What to work on: Restate the material word for word and leave out anything that is a picture.

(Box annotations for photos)
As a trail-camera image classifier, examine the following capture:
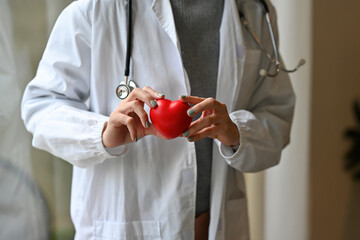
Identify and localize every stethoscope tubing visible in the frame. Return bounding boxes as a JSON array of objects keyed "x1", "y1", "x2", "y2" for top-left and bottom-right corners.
[{"x1": 116, "y1": 0, "x2": 305, "y2": 99}]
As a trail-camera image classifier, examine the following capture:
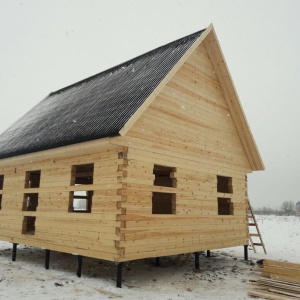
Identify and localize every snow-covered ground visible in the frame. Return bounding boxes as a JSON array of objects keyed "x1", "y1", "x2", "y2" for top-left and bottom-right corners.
[{"x1": 0, "y1": 216, "x2": 300, "y2": 300}]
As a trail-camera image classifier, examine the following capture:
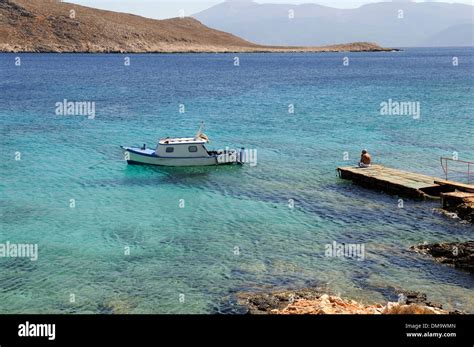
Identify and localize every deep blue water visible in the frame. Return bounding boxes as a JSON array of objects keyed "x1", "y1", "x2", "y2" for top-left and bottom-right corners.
[{"x1": 0, "y1": 48, "x2": 474, "y2": 313}]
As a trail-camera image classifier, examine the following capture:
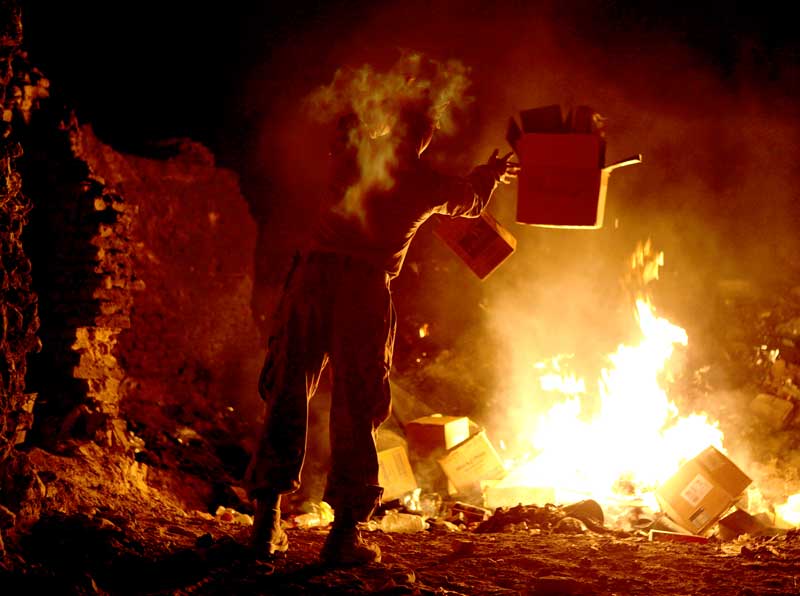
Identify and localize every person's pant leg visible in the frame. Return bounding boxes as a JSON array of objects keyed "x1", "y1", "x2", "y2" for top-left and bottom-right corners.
[
  {"x1": 325, "y1": 267, "x2": 396, "y2": 521},
  {"x1": 247, "y1": 270, "x2": 328, "y2": 498}
]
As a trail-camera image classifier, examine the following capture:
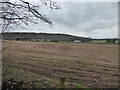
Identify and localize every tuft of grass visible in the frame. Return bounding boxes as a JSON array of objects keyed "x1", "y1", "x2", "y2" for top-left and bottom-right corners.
[{"x1": 75, "y1": 84, "x2": 89, "y2": 90}]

Task answer:
As a trail-camera image classifier, examine the following capture:
Identify and localize every stethoscope tubing visible in the frame. Return bounding boxes as a JSON array of objects keyed "x1", "y1", "x2", "y2" for top-left and bottom-right corners.
[{"x1": 116, "y1": 0, "x2": 305, "y2": 99}]
As a trail-camera image classifier, examine the following capture:
Identify and localize every snow-covered ground visible in the frame. Return bounding boxes as a JSON array of objects keyed "x1", "y1", "x2", "y2" for top-left and bottom-right corners.
[{"x1": 0, "y1": 216, "x2": 300, "y2": 300}]
As a trail-camera image classifier, examine the following capture:
Identify and localize every deep blue water visible in the frame. Return bounding boxes as a JSON array of objects keyed "x1", "y1", "x2", "y2" for top-left and bottom-right corners.
[{"x1": 0, "y1": 48, "x2": 474, "y2": 313}]
As a trail-camera image classifier, examine the following capture:
Identify and localize every person's pant leg visible in the frame. Return bounding boxes as a JSON array of objects keyed "x1", "y1", "x2", "y2" for top-left and bottom-right corners.
[
  {"x1": 325, "y1": 267, "x2": 396, "y2": 521},
  {"x1": 247, "y1": 270, "x2": 328, "y2": 498}
]
As a trail-camera image classifier, examine the following capture:
Identify and localize every tuft of grass visible in the frame. Return bounding boxes as a JSON array of objects keyed "x1", "y1", "x2", "y2" for top-left and bottom-right corners.
[{"x1": 75, "y1": 84, "x2": 89, "y2": 90}]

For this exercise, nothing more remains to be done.